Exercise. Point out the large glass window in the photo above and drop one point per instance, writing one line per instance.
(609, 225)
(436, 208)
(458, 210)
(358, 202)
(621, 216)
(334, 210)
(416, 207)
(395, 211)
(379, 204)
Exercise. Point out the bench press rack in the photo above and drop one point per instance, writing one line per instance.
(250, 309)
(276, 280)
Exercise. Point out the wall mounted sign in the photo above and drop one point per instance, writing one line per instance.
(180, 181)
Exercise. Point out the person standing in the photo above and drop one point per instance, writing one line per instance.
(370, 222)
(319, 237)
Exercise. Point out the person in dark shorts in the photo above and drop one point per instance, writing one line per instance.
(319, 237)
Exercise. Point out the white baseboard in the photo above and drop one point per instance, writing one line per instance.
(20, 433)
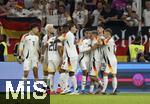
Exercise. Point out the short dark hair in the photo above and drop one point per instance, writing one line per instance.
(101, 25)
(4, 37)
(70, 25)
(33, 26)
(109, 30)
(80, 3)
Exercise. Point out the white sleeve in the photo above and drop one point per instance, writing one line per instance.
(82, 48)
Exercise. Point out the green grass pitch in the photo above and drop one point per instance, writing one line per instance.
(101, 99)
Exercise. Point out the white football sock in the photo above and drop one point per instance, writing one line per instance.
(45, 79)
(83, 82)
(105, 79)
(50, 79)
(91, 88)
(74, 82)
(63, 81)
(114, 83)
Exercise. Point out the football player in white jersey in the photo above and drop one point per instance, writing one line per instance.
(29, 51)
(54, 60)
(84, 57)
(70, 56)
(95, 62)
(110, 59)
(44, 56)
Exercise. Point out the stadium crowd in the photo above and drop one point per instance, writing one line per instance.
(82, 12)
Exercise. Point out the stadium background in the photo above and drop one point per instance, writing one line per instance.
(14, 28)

--

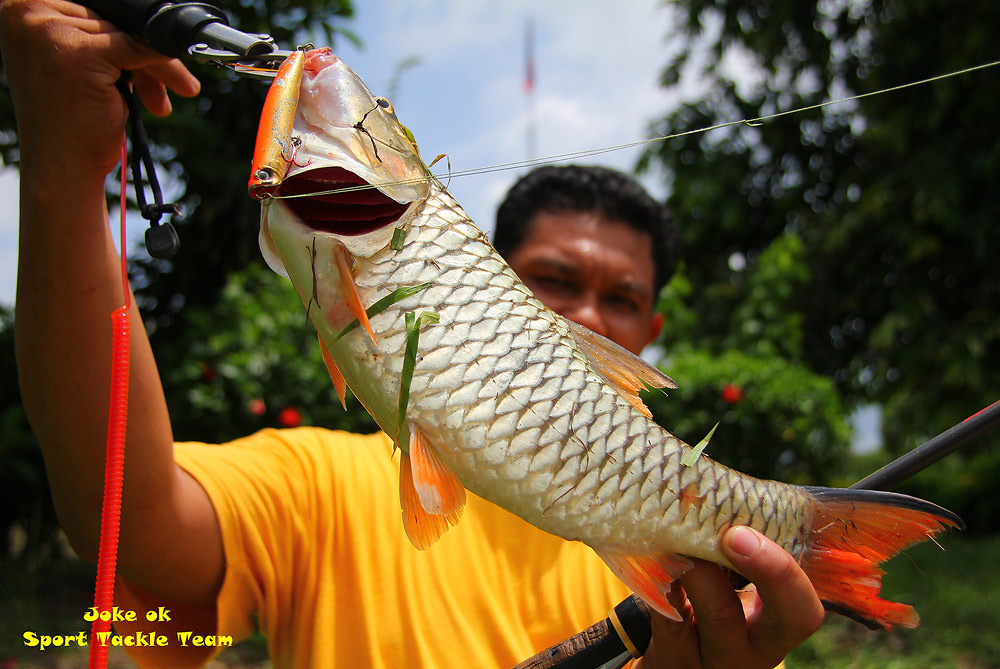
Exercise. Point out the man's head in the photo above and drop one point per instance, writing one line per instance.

Required work =>
Extract each line of the records above in which the word "football" appears, treating uppercase and lowercase letters as distinct.

Answer =>
Exercise. Point out the white football sock in the photo above and drop one point per instance, writing one line per instance.
Exercise. Point out the football player in white jersey in the photo above and drop one point per instance, writing one line per instance.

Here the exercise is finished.